> Problem requirements: Copy the lines verbatim, beginning with the line that contains "Expected: for each instance of the tall grass" and continuing through the end of the data, and only those lines.

> Exercise materials:
____________________

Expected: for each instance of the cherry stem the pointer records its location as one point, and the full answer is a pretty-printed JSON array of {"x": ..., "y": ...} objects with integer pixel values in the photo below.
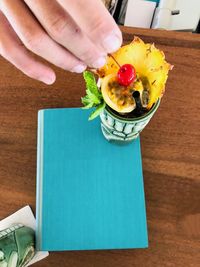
[
  {"x": 114, "y": 60},
  {"x": 136, "y": 96}
]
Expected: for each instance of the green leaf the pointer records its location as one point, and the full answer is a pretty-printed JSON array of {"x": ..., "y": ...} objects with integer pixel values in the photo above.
[
  {"x": 91, "y": 84},
  {"x": 93, "y": 98},
  {"x": 97, "y": 111},
  {"x": 85, "y": 100}
]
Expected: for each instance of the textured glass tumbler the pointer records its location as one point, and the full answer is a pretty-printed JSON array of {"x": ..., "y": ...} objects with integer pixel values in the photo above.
[{"x": 117, "y": 128}]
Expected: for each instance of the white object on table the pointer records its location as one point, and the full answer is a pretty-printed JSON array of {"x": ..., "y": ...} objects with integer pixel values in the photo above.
[
  {"x": 24, "y": 216},
  {"x": 139, "y": 13},
  {"x": 177, "y": 15}
]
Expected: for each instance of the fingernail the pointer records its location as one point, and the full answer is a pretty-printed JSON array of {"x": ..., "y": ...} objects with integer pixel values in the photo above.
[
  {"x": 99, "y": 62},
  {"x": 112, "y": 43},
  {"x": 48, "y": 80},
  {"x": 79, "y": 68}
]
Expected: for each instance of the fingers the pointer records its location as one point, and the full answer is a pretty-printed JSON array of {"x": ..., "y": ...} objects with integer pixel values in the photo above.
[
  {"x": 12, "y": 49},
  {"x": 36, "y": 39},
  {"x": 96, "y": 21},
  {"x": 62, "y": 28}
]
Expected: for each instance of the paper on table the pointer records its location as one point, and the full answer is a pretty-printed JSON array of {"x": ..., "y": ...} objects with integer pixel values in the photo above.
[{"x": 24, "y": 216}]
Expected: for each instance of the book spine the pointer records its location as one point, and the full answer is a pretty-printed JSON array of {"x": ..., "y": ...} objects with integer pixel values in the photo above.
[{"x": 39, "y": 179}]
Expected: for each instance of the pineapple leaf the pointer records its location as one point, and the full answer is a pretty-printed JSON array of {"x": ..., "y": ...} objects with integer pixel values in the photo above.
[{"x": 97, "y": 111}]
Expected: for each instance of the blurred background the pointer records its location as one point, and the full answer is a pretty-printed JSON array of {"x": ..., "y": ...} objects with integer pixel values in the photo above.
[{"x": 179, "y": 15}]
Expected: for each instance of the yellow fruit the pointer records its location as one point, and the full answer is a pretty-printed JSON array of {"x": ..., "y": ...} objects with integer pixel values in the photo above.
[{"x": 151, "y": 69}]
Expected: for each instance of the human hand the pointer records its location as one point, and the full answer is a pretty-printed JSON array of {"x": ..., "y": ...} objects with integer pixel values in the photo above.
[{"x": 71, "y": 34}]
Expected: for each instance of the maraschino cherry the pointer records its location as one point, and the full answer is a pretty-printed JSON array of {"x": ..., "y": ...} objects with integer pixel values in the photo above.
[{"x": 126, "y": 74}]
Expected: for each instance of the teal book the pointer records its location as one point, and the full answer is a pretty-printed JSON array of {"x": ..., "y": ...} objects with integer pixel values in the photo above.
[{"x": 90, "y": 192}]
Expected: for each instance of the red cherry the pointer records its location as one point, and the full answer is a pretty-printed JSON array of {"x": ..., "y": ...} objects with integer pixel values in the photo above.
[{"x": 126, "y": 74}]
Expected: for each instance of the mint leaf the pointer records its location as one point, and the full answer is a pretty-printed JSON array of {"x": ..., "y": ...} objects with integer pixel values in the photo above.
[
  {"x": 97, "y": 111},
  {"x": 91, "y": 84},
  {"x": 93, "y": 98}
]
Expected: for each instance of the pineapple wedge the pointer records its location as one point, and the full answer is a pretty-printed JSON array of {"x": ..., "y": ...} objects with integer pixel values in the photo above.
[{"x": 150, "y": 64}]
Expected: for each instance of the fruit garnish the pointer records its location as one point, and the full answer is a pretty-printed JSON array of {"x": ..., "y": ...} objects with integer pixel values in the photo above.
[
  {"x": 149, "y": 63},
  {"x": 126, "y": 74},
  {"x": 119, "y": 97}
]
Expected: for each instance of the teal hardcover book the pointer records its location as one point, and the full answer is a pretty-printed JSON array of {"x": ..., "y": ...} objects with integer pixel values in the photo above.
[{"x": 90, "y": 192}]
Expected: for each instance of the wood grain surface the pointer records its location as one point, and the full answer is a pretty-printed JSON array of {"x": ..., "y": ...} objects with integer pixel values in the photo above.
[{"x": 170, "y": 151}]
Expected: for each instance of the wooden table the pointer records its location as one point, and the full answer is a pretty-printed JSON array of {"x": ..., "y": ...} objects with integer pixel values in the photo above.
[{"x": 170, "y": 150}]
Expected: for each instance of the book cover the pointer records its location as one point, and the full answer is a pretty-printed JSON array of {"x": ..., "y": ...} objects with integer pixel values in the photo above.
[{"x": 90, "y": 192}]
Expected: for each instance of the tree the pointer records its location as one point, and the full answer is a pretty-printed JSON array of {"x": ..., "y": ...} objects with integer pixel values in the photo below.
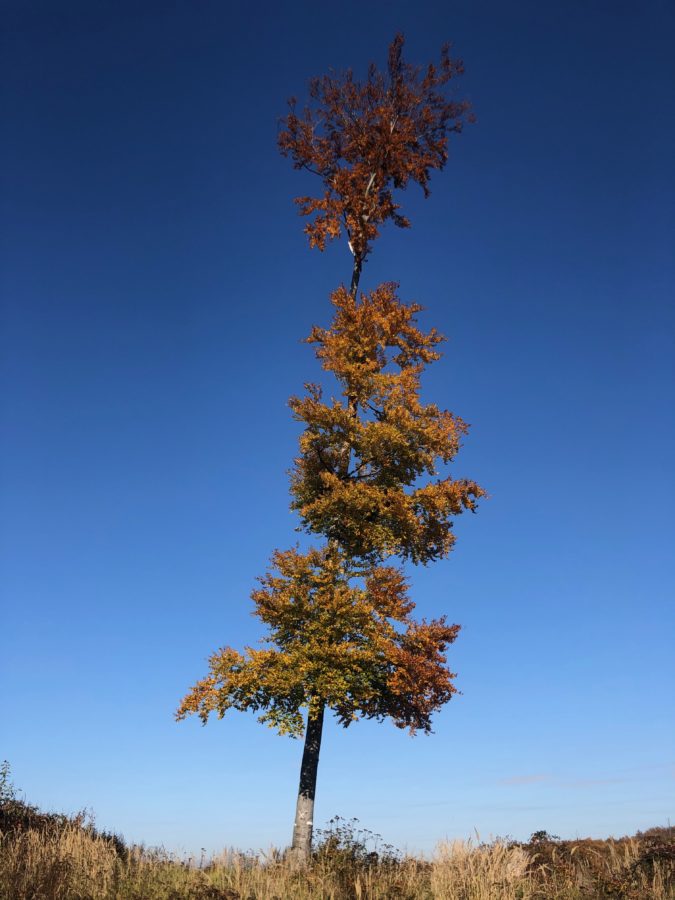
[{"x": 340, "y": 631}]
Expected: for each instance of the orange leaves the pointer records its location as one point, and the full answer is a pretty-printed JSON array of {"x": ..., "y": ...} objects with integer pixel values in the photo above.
[
  {"x": 340, "y": 631},
  {"x": 365, "y": 140},
  {"x": 357, "y": 479},
  {"x": 352, "y": 644}
]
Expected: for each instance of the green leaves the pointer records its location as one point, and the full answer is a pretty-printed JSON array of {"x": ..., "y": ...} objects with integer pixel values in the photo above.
[{"x": 336, "y": 636}]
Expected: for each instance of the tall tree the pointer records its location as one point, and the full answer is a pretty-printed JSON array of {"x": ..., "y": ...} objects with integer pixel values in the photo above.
[{"x": 340, "y": 631}]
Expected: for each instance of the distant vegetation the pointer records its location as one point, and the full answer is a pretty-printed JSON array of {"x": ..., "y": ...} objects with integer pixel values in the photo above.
[{"x": 48, "y": 856}]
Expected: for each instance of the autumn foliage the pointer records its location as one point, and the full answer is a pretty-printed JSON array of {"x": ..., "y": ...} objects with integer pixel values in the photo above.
[
  {"x": 367, "y": 139},
  {"x": 367, "y": 479}
]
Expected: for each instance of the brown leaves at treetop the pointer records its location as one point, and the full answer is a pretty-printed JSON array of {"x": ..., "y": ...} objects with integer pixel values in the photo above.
[{"x": 365, "y": 139}]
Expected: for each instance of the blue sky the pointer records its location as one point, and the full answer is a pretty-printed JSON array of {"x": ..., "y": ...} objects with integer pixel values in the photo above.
[{"x": 155, "y": 287}]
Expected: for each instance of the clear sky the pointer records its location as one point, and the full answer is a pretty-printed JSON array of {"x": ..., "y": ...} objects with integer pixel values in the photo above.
[{"x": 155, "y": 287}]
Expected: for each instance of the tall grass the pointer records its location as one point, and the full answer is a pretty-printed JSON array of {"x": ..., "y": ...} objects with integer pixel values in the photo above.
[
  {"x": 72, "y": 863},
  {"x": 52, "y": 857}
]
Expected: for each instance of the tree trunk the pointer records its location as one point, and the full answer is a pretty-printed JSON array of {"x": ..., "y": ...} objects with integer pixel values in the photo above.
[{"x": 304, "y": 814}]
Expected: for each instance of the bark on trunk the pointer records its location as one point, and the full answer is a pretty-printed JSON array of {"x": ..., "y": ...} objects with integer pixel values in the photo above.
[{"x": 304, "y": 814}]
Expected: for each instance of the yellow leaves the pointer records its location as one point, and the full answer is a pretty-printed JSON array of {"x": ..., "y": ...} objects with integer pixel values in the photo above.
[{"x": 332, "y": 640}]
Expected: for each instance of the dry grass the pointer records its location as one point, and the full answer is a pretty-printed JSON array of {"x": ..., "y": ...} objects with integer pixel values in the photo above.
[
  {"x": 74, "y": 863},
  {"x": 46, "y": 856}
]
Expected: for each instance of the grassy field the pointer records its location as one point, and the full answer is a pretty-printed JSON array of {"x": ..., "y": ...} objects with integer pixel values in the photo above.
[{"x": 52, "y": 857}]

____________________

> Response to this task:
Expected: for each instance of the tall grass the pointer records its location as one point, and the full answer is a pretty-printed JSON array of {"x": ..., "y": ...} objects with integer pixel values in the photo above.
[
  {"x": 72, "y": 863},
  {"x": 52, "y": 857}
]
Expected: for each instance of the tree trunk the pointer records its location as one point, and the full answer is a pretty-printed JSON array of {"x": ..., "y": ...} objects with integer pixel values in the photo above.
[{"x": 304, "y": 814}]
Expected: for each instance of the bark on trunk the pointer records its location as one point, and the full answer is a pretty-printed JSON array of {"x": ..., "y": ...} objects with integer pixel values in the photo above.
[{"x": 304, "y": 814}]
Expected: for each instance of the yellow leaves the pointer records its location as one point, and the full answer is a pretty-printed JSON array of {"x": ..., "y": ...} objects with integer pixel values in the photo above.
[{"x": 332, "y": 640}]
Expected: for each instance of the dry grass the pointer records its location as one point, and the full answer is a pretty-printed JSON array of {"x": ..., "y": ...} objects with integer pixel values in the photo above.
[
  {"x": 74, "y": 863},
  {"x": 46, "y": 856}
]
Expected: for each instance of the grassy field the pointer records its location as one point, and the full answer is a pretty-printed JSON array of {"x": ..., "y": ...} objects with integer pixel values in the photo above.
[{"x": 52, "y": 857}]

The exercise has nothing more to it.